» **Passage to read**:
◇ ◇ ◇ ◇ ◇

Let’s be frank: The current global crises originated within the hegemonic power. They are crises of exuberance and not of anemia. In crises like these, the system “suspends” its own rules and ideology while it readjusts, ideally to reemerge as the engine that drives the growth of other countries engaged in the global economy. Any assessment of the leadership of a world power must take into account more than good times of growth and expansion. It must also consider the intensity of its “pain,” as Hegel would say, and, ultimately, the speed of its recovery.
In this respect, the presidential election in the U.S. is the first test of the country’s capacity for recovery through means that are heterodox and novel, i.e. that are experimental. New and radical measures are precisely those that no one wants to take during “normal times.” In “normal times,” major political players and interest groups have the power to veto audacious policies and even those state policies that do not bear fruit within the short election cycle. But during “times of great crisis” the game changes. The main political actors grow paralyzed and the big interest groups find themselves in need of help. These times amount to a true “state of exception” and endow the ruling power a freedom of action inconceivable otherwise. For example, consider that, during the great depression of the 1930s, president Roosevelt enacted the era’s most daring (i.e. “socialist”) policies during the span of only 100 days.

◇ ◇ ◇ ◇ ◇

» **Exercise requirements**:
**A)** In the passage on global crises, within what span of time did President Roosevelt enact the era's most daring policies during the great depression of the 1930s?
**B)** Retype the passage on global crises from the words "Let’s be frank: The" up to and including the words "of its recovery.".

» **Provided data**:
◇ ◇ ◇ ◇ ◇

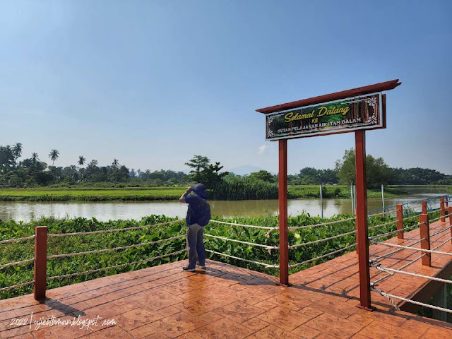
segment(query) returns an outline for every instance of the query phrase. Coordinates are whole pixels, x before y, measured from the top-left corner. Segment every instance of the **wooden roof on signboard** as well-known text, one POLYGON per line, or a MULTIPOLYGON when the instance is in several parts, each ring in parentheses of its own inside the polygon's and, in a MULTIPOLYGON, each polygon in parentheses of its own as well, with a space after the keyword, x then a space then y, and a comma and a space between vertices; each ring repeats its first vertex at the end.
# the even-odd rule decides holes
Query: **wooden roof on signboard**
POLYGON ((285 111, 286 109, 292 109, 293 108, 302 107, 310 105, 320 104, 321 102, 327 102, 328 101, 339 100, 345 99, 346 97, 356 97, 358 95, 364 95, 376 92, 381 92, 383 90, 389 90, 396 88, 402 83, 399 83, 398 79, 385 81, 384 83, 375 83, 364 87, 358 87, 351 90, 343 90, 340 92, 335 92, 334 93, 326 94, 318 97, 309 97, 302 100, 292 101, 285 104, 275 105, 268 107, 259 108, 257 112, 268 114, 275 112, 285 111))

◇ ◇ ◇ ◇ ◇

» **Responses in order**:
**A)** Within the span of only 100 days.

**B)**
Let’s be frank: The current global crises originated within the hegemonic power. They are crises of exuberance and not of anemia. In crises like these, the system “suspends” its own rules and ideology while it readjusts, ideally to reemerge as the engine that drives the growth of other countries engaged in the global economy. Any assessment of the leadership of a world power must take into account more than good times of growth and expansion. It must also consider the intensity of its “pain,” as Hegel would say, and, ultimately, the speed of its recovery.